WRITTEN TASK
Please give the lines again from the line with "I'd appreciate it if you could identify where the front" up to and including the final line, swapping "garage door" for "carport door" and leaving everything else unchanged.
============================================================
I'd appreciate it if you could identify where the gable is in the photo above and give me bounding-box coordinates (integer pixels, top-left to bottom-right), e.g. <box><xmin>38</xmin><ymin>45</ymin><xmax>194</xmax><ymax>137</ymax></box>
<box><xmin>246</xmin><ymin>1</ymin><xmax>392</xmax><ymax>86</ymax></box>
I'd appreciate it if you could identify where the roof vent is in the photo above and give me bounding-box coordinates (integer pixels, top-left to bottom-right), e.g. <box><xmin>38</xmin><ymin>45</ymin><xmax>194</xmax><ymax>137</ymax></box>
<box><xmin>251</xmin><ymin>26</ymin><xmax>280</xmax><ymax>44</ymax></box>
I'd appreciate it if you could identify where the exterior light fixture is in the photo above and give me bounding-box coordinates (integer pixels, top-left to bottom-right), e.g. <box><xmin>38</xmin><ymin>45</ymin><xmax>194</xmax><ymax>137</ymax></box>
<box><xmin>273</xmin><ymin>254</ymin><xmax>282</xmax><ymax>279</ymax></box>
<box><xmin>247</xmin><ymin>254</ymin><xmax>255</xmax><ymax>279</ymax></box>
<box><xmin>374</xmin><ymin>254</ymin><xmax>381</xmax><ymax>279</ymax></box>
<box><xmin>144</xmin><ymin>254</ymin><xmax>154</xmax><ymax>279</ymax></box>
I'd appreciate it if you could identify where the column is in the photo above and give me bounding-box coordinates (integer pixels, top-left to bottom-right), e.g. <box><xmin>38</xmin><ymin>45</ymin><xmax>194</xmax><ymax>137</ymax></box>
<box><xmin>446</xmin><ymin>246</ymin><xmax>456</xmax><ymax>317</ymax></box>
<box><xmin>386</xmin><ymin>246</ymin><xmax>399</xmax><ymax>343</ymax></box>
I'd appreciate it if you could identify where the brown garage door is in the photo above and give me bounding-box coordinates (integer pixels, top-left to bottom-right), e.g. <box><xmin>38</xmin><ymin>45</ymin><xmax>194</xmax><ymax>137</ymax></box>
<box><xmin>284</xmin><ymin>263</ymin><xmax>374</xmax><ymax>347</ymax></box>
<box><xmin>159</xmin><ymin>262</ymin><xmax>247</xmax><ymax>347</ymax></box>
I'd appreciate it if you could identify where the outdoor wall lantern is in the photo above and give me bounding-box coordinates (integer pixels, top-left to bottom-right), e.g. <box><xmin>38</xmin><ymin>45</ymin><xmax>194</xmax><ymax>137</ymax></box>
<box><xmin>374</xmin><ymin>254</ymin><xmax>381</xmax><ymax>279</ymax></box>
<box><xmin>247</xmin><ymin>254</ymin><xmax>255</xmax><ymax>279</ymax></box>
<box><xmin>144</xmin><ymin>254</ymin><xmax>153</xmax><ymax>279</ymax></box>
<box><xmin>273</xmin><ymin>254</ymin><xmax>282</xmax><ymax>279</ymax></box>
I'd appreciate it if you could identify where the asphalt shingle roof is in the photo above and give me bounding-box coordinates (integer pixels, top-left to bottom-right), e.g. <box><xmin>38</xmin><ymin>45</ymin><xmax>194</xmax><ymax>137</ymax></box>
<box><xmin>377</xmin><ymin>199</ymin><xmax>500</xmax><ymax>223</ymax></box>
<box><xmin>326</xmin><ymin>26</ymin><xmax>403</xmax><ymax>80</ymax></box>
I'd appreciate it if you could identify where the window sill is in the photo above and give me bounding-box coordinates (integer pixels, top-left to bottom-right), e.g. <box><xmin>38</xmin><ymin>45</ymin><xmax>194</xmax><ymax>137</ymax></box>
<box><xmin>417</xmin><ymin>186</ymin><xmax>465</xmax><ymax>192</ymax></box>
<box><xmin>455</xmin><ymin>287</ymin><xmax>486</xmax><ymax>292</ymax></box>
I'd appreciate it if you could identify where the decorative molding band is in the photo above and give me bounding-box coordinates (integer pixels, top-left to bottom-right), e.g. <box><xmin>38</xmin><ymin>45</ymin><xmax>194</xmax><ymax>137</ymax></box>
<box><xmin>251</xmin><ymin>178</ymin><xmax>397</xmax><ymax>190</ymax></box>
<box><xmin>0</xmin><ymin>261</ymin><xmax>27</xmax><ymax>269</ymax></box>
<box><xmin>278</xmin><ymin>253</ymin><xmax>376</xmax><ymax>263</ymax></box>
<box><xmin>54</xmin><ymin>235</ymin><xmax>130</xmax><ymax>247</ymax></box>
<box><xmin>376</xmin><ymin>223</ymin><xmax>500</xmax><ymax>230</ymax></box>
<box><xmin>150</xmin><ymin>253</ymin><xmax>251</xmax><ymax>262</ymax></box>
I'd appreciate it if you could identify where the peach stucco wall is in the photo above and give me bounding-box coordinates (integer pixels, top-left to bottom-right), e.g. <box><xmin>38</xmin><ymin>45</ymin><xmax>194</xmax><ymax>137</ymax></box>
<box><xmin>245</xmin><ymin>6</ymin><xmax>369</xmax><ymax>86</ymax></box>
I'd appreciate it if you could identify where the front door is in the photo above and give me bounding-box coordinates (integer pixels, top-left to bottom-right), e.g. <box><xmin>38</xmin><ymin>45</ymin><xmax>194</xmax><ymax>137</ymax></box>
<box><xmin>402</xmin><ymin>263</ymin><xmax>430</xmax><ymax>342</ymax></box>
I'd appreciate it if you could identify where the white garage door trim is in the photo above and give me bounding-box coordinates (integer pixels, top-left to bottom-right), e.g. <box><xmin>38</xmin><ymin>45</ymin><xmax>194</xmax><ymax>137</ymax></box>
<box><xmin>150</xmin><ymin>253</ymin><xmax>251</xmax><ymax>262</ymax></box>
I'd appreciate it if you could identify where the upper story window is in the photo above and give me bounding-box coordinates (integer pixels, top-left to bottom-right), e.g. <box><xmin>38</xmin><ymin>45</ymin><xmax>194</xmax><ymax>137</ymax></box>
============================================================
RESPONSE BELOW
I'd appreciate it if you could identify where the front door is in the photo above and give me bounding-box coordinates (integer pixels, top-left to bottom-right), e.g. <box><xmin>38</xmin><ymin>45</ymin><xmax>194</xmax><ymax>137</ymax></box>
<box><xmin>402</xmin><ymin>263</ymin><xmax>430</xmax><ymax>342</ymax></box>
I'd appreciate it if you could identify where the white carport door trim is in the photo above and give me bounding-box coordinates (integer pixels, top-left to bottom-right), e.g. <box><xmin>38</xmin><ymin>45</ymin><xmax>194</xmax><ymax>137</ymax></box>
<box><xmin>150</xmin><ymin>253</ymin><xmax>251</xmax><ymax>262</ymax></box>
I'd appreciate it if you could identify where the upper story window is in the photo above and give me bounding-box coordinates (integer pixels, top-left to bottom-right), e.g. <box><xmin>38</xmin><ymin>45</ymin><xmax>194</xmax><ymax>137</ymax></box>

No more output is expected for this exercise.